It’s totally irrelevant.
Then lastly, there’s another important thing to keep in mind.
The car won’t even choose. The car will not choose to kill you or anyone else, or choose to put anyone or anything at risk. There is no programmer who gets to decide, with a carefully coded “if”, who lives and who dies.
Yes, the cars are being coded, and they have algorithms and rules. But they are made with artificial intelligence and machine learning principles. That means that the car is improving itself over time, just like a real driver, but it also means that the longer it is active, the less influence any programmer’s bias will have on its behaviour. It will have metrics, which are rules used to judge the consequences of decisions, and will most likely look something like this:
Minimize human deaths
Minimize noticeable animal deaths (running over a dog is bad, but bumping into flies is irrelevant)
Minimize property damage (including the car itself)
Minimize infractions to driving laws
Minimize honks
Minimize time spent on the road
Minimize usage of fuel
Then, it will try to optimize its own behaviour according to those rules. This is just an example set of rules, they will most likely be more complex in the real thing, and more well thought-out than “random blogger spent 3 minutes of his life thinking about it”-level. I can see at least three major problems with my rules right off the bat, but that’s not the point.
The point is that, by the time this trolley-like situation shows up, probably after years of usage, the algorithms will have unpredictably evolved, and will make a choice to the best of their ability. You might disagree with the choice they made, but there is no programmer to blame. Just like when a real driver encounters a totally new unexpected situation, they react to the best of their ability, and we hope for the best. The car will do its best, and will be wrong sometimes. But for each wrong choice they made in such a situation, they will have prevented thousands of accidents by not falling asleep, drunk-driving, being inattentive, or direspecting the law the rest of the time.
I think we can cut them some slack. Or do some negative reinforcement, and burn the cars who make the wrong choices. That’s just like natural selection, only the cars who evolve into what we like will stick around. Furthermore, it will also contribute to satisfying the gullible mob of angry people who don’t understand how things work and want justice for an accident. But if you can’t ever forgive a car for doing its best in a situation it didn’t cause, then I hope you never try to justify your own mistakes by blaming circumstances. That would be hypocrisy, or maybe double standards against computers.
So this “dilemma” is completely made-up, illogical, irrelevant, and ignorant of how self-driving cars actually work.
Please stop spreading it. There are around 32 000 – 38 000 deaths by car accidents per year in the United States only (Leading non-disease related cause of death, closely followed by suicide, the data is not very complete, but I pieced together this approximation from here, here, here, and here). This is almost 4 deaths every hour. This means that, assuming the Google car accident rate can be maintained or improved by going widespread (the huge majority of their accidents are caused by human drivers around them, so wouldn’t happen in a self-driving cars only society), every time you delay the adoption of self-driving cars by an hour, you kill a couple people.
Of course, if you are the nihilistic or anti-natalist type, then feel free to keep arguing. You are probably the only groups getting any moral victory here.
═══
From the self-driving car passage, extract the part that opens with the words containing "It’s totally irrelevant." and closes with "and who dies.", copying it word for word. The records below come from a separate, unrelated source.

# [Items from a data source]
═══
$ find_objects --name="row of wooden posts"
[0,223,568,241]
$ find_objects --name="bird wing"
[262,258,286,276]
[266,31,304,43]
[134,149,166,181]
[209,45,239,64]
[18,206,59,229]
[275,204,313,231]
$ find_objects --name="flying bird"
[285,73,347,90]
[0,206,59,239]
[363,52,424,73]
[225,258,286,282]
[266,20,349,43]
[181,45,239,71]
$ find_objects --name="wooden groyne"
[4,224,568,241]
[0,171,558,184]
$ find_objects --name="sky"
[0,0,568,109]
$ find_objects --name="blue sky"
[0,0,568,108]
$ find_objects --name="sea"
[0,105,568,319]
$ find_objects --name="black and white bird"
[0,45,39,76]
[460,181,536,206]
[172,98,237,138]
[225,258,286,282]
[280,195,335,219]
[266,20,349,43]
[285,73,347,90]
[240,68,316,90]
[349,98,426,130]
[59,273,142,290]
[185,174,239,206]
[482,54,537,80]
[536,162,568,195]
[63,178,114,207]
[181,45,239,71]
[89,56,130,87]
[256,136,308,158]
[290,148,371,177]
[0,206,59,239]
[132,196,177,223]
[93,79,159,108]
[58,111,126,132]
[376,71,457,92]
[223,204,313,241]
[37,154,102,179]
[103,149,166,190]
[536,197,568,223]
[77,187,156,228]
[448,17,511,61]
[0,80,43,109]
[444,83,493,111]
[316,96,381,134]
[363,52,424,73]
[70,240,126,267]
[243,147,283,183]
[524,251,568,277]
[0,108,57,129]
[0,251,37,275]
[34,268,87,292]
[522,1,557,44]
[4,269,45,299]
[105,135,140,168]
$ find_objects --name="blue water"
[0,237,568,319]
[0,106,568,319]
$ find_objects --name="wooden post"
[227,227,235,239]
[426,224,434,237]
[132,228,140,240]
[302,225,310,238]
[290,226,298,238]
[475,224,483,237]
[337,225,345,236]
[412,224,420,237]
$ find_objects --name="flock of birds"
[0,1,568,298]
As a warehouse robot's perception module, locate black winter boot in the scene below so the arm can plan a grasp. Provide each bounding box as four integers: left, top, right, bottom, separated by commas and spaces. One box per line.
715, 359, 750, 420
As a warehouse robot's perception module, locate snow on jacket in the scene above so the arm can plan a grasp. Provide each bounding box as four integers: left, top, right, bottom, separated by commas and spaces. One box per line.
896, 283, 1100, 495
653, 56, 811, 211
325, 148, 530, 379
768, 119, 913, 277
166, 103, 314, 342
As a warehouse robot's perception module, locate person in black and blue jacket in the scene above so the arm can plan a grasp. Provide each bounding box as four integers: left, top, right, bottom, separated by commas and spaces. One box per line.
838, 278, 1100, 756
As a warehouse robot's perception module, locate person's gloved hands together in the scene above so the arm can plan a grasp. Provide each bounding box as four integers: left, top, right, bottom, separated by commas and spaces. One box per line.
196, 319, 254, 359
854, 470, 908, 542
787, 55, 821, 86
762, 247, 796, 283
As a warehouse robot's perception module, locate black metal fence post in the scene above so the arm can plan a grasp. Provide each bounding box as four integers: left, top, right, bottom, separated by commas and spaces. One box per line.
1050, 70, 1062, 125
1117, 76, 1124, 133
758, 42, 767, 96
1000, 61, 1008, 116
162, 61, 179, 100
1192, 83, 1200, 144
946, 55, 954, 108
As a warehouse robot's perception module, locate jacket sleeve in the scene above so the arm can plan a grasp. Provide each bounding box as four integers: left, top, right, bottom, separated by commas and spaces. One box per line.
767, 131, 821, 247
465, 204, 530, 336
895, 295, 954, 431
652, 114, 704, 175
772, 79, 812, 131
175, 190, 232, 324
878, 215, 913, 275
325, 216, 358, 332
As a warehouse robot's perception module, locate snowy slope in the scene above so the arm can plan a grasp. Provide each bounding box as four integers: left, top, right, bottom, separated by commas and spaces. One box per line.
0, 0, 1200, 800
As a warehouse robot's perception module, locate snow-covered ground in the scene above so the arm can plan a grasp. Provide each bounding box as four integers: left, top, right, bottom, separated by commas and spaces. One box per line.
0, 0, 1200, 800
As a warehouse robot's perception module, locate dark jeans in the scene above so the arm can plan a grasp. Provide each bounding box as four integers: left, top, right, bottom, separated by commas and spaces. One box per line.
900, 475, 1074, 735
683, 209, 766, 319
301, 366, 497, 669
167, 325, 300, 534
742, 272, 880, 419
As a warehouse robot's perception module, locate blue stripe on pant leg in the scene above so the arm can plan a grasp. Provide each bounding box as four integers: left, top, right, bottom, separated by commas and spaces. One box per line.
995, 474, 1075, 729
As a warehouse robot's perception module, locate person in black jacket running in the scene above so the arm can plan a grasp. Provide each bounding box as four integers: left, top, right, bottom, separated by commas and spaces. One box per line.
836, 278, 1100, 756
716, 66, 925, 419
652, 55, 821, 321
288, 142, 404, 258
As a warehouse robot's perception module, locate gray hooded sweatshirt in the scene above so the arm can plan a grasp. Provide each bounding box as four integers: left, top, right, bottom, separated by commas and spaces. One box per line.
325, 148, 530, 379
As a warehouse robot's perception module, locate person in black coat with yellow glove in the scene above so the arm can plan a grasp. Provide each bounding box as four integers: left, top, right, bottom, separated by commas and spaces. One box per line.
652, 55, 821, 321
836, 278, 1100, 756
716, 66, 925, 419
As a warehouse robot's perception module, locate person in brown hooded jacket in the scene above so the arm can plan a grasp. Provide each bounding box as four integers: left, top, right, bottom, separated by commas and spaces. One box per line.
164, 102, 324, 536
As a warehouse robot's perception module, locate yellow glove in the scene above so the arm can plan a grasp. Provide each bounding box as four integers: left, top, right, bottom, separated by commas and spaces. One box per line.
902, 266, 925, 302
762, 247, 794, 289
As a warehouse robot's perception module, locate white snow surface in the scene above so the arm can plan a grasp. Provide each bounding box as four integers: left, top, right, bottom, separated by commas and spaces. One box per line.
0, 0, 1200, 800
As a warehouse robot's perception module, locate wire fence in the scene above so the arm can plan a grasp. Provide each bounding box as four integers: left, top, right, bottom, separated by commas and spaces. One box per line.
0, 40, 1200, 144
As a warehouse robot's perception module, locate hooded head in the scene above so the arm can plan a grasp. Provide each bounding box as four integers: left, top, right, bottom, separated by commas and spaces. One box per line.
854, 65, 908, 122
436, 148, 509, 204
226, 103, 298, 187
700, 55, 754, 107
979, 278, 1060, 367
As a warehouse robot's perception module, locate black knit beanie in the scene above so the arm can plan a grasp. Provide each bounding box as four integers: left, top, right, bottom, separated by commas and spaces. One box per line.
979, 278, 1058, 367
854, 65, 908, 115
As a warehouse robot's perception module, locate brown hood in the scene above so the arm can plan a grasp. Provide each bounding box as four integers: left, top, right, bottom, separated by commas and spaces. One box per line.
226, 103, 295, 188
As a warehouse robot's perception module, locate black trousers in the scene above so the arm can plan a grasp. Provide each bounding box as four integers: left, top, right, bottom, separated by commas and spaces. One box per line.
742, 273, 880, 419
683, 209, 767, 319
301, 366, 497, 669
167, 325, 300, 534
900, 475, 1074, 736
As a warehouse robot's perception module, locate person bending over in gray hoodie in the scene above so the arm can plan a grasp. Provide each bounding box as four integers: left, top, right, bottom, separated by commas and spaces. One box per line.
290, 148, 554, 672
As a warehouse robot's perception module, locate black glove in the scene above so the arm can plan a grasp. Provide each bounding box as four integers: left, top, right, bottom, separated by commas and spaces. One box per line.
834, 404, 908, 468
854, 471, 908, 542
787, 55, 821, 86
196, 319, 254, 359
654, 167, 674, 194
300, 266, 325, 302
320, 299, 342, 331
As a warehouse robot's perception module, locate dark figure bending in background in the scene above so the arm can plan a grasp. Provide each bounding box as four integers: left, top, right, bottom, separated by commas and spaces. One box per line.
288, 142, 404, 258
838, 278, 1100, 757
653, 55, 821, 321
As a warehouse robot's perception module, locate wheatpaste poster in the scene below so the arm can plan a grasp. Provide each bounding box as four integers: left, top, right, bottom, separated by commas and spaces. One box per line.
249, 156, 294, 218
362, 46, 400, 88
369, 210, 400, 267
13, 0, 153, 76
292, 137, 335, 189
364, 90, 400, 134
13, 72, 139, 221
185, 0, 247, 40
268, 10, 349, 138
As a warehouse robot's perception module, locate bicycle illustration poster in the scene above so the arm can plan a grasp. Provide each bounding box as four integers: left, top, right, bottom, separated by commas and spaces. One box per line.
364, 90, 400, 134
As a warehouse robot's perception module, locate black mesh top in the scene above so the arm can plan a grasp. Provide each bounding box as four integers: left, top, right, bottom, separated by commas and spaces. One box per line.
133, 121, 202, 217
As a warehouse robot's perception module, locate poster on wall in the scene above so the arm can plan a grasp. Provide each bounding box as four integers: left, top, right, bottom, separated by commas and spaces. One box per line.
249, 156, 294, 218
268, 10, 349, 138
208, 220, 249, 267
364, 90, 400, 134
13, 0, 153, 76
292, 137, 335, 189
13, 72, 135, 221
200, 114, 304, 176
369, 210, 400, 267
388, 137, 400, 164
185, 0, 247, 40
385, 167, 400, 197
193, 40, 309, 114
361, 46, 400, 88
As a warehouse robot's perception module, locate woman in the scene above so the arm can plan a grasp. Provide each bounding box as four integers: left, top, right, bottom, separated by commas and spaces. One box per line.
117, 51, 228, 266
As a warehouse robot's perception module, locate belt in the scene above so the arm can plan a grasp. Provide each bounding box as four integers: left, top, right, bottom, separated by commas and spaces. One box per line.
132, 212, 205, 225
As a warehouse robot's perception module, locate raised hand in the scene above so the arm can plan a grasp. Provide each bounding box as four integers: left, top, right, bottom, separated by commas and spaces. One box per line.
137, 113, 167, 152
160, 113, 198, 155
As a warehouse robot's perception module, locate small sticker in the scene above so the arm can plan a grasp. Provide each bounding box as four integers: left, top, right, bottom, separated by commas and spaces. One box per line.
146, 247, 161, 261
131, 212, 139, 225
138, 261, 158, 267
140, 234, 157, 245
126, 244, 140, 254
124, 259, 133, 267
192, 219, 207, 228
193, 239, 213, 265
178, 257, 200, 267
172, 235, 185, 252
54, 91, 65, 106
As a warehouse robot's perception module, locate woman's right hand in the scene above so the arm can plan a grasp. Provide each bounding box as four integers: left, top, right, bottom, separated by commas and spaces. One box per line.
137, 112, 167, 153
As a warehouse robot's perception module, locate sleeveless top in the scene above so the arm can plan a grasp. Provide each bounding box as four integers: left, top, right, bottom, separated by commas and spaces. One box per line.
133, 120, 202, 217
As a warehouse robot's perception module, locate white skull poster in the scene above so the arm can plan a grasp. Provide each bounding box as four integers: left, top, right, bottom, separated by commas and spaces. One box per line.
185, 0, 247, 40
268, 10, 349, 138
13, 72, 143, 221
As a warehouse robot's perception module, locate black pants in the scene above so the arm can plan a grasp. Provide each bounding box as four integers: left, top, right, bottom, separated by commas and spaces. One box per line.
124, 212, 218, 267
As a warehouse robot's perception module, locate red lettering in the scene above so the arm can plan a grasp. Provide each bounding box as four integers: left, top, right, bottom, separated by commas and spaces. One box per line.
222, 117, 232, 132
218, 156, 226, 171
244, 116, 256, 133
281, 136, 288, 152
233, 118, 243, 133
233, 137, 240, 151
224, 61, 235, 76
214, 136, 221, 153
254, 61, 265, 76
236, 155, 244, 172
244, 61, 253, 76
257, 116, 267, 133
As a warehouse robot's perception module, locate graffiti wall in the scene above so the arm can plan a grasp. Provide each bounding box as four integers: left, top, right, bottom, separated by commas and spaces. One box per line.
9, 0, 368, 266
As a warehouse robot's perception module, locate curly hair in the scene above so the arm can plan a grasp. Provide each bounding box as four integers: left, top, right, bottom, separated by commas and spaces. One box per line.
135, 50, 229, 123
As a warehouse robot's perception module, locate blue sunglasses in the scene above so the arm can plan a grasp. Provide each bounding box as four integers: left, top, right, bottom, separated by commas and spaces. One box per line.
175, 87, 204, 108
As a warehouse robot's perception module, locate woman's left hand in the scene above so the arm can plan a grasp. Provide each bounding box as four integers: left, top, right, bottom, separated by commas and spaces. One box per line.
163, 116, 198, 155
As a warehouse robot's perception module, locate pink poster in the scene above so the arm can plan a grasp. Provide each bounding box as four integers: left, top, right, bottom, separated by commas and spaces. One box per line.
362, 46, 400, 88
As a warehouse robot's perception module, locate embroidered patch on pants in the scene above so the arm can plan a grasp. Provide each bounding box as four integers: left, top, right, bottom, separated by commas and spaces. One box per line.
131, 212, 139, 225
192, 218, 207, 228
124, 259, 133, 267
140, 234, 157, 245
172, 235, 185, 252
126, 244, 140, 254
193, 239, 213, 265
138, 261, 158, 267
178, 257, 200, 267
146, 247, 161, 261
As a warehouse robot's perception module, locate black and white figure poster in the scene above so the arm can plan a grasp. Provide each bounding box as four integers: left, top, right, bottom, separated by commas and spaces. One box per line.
═══
# [The completed task]
It’s totally irrelevant.
Then lastly, there’s another important thing to keep in mind.
The car won’t even choose. The car will not choose to kill you or anyone else, or choose to put anyone or anything at risk. There is no programmer who gets to decide, with a carefully coded “if”, who lives and who dies.